◆ **EXERCISE**: Give the number of lines in the data that contain the word "copper"; no other text is needed.
====== INFORMATION GIVEN
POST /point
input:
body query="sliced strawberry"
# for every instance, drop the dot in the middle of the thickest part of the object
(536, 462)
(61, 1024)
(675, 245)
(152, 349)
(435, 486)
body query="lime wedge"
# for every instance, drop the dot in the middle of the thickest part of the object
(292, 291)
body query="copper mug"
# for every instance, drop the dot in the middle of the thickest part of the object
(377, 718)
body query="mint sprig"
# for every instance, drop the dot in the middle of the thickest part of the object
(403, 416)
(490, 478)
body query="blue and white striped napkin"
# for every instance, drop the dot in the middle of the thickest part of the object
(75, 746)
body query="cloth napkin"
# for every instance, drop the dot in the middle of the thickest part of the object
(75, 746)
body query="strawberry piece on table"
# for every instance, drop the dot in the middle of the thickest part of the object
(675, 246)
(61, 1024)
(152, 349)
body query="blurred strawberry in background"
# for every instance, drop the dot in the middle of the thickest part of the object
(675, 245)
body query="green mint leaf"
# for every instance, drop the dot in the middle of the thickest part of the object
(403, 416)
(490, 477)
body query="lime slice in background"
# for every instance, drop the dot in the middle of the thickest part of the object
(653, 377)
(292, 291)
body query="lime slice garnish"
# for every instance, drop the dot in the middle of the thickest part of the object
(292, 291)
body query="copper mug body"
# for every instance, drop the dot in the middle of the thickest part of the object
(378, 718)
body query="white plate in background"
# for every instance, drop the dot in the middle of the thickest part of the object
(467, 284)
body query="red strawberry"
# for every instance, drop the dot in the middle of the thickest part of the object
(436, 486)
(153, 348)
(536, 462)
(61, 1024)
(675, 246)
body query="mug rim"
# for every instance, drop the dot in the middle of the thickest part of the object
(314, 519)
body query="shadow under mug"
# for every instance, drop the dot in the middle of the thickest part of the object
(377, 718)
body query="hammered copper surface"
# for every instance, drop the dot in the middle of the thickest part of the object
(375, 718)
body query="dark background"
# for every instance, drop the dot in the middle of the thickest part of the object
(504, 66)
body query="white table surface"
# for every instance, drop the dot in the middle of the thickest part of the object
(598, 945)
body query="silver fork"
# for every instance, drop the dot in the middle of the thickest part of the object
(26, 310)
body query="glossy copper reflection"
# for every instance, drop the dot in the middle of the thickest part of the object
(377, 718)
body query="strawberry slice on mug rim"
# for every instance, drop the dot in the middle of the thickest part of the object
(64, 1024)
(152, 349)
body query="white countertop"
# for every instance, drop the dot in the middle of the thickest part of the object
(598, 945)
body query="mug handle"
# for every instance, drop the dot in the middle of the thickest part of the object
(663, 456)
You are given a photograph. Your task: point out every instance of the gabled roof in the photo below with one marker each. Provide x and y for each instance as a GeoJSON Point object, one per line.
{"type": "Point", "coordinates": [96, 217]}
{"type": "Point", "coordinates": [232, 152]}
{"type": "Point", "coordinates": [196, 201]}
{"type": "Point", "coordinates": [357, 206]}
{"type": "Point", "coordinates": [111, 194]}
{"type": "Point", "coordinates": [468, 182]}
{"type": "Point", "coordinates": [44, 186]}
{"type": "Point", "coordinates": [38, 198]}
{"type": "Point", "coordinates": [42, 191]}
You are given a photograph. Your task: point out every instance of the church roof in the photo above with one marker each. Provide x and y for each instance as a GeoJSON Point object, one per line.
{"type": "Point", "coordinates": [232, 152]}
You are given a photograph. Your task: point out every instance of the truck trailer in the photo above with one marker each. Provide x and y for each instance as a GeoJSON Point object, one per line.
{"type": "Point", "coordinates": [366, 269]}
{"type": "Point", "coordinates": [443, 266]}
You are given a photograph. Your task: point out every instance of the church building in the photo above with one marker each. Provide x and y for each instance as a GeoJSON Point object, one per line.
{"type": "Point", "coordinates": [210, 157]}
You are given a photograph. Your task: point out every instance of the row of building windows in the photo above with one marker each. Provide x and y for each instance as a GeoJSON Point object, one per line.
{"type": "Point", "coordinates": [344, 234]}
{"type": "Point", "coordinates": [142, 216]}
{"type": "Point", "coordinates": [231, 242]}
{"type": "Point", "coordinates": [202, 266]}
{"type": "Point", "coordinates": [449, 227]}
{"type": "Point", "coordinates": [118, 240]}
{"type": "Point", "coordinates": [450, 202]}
============
◆ **TASK ANSWER**: 4